HOW TO COMPLETE THIS TASK: Set the records down again, exactly, without their images.

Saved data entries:

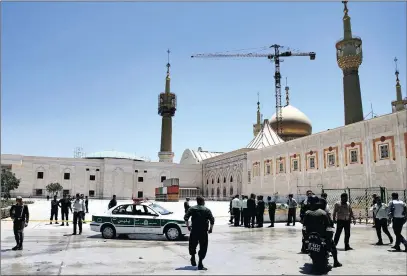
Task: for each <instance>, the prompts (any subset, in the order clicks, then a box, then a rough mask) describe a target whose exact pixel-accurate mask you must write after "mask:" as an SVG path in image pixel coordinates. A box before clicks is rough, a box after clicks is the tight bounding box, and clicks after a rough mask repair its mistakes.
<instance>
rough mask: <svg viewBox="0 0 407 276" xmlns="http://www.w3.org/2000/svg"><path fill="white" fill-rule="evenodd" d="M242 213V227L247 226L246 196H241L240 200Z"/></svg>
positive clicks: (247, 223) (247, 217) (246, 200)
mask: <svg viewBox="0 0 407 276" xmlns="http://www.w3.org/2000/svg"><path fill="white" fill-rule="evenodd" d="M242 214H243V225H244V227H246V228H248V227H249V213H248V212H247V196H243V200H242Z"/></svg>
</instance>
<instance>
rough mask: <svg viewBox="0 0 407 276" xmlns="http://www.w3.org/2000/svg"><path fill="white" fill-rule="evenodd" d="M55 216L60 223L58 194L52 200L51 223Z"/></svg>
mask: <svg viewBox="0 0 407 276" xmlns="http://www.w3.org/2000/svg"><path fill="white" fill-rule="evenodd" d="M53 218H55V224H58V200H57V196H56V195H55V196H54V199H53V200H51V217H50V219H49V224H52V219H53Z"/></svg>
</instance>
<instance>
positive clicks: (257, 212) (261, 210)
mask: <svg viewBox="0 0 407 276" xmlns="http://www.w3.org/2000/svg"><path fill="white" fill-rule="evenodd" d="M265 209H266V204H265V203H264V200H263V196H259V200H258V201H257V208H256V220H257V227H259V228H262V227H263V222H264V210H265Z"/></svg>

OUTPUT OF THE EXERCISE:
Task: for each <instance>, the prompts (any subset, in the order clicks, then a box, then a rough mask) describe a target whose exact pixel-accurate mask you must write after "mask:" as an SVG path in image pixel coordinates. A box before clicks is rough, a box after clicks is the tight bounding box, and clicks after a rough mask repair its mistakes.
<instance>
rough mask: <svg viewBox="0 0 407 276" xmlns="http://www.w3.org/2000/svg"><path fill="white" fill-rule="evenodd" d="M242 213V227L247 226L246 196H241L240 200Z"/></svg>
positive clicks: (247, 223) (247, 217) (246, 200)
mask: <svg viewBox="0 0 407 276" xmlns="http://www.w3.org/2000/svg"><path fill="white" fill-rule="evenodd" d="M242 214H243V225H244V227H246V228H248V227H249V213H248V212H247V196H243V200H242Z"/></svg>
</instance>
<instance>
rough mask: <svg viewBox="0 0 407 276" xmlns="http://www.w3.org/2000/svg"><path fill="white" fill-rule="evenodd" d="M55 216L60 223L58 194L52 200L51 223Z"/></svg>
mask: <svg viewBox="0 0 407 276" xmlns="http://www.w3.org/2000/svg"><path fill="white" fill-rule="evenodd" d="M53 218H55V224H58V200H57V196H56V195H55V196H54V199H53V200H51V217H50V219H49V224H52V219H53Z"/></svg>
</instance>
<instance>
positive clicks: (257, 212) (261, 210)
mask: <svg viewBox="0 0 407 276" xmlns="http://www.w3.org/2000/svg"><path fill="white" fill-rule="evenodd" d="M265 209H266V204H265V203H264V200H263V196H259V200H258V201H257V208H256V220H257V227H259V228H262V227H263V222H264V210H265Z"/></svg>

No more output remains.